> _AIM_
Pull out each line of the material below that contains the string "flower", treating uppercase and lowercase as different.

> _DATA SECTION_

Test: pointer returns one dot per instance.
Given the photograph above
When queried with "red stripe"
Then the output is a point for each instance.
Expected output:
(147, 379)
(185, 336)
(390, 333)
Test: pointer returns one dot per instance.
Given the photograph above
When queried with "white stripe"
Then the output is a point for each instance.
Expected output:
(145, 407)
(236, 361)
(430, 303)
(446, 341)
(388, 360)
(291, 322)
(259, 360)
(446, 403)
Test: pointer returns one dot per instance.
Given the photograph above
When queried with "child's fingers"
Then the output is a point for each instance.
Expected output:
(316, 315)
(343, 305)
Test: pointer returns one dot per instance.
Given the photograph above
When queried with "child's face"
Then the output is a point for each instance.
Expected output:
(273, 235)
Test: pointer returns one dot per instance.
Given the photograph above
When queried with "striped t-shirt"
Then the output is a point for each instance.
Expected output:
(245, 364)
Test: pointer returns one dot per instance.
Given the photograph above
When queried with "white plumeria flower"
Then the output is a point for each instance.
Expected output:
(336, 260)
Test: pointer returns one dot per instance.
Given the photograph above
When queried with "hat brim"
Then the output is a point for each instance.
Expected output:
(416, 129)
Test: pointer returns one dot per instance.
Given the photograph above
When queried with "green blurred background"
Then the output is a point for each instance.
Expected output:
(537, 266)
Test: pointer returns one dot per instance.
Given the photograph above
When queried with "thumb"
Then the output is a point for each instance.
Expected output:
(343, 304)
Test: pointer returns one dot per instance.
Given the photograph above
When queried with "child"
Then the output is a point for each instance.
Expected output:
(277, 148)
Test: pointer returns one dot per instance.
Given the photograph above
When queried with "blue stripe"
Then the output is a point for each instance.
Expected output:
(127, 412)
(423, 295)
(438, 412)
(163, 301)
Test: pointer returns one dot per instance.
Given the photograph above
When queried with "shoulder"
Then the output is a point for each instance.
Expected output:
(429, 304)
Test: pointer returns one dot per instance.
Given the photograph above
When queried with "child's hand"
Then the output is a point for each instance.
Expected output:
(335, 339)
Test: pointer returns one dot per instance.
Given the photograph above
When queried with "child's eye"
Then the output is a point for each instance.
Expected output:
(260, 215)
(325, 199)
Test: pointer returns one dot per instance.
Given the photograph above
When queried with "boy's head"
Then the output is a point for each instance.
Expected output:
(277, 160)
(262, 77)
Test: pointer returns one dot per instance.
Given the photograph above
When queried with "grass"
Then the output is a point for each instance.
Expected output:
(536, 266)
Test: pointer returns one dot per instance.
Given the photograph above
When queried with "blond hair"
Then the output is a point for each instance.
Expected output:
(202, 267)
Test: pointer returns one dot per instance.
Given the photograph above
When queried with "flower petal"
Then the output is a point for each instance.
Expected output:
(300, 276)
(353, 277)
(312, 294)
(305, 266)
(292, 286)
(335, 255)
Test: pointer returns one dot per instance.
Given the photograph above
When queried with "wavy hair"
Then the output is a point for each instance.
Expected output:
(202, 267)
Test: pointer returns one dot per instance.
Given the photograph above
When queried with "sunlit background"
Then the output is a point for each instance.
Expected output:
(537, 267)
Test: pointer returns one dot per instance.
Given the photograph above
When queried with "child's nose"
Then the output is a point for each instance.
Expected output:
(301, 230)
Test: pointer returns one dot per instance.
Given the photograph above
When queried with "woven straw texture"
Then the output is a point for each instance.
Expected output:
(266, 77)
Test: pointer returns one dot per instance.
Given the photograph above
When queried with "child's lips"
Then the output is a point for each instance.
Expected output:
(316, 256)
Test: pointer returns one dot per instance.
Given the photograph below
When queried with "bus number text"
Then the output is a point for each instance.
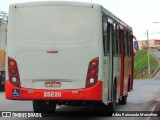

> _RESULT FOR THIS TASK_
When queried with "white plumeria flower"
When queried with "flower petal"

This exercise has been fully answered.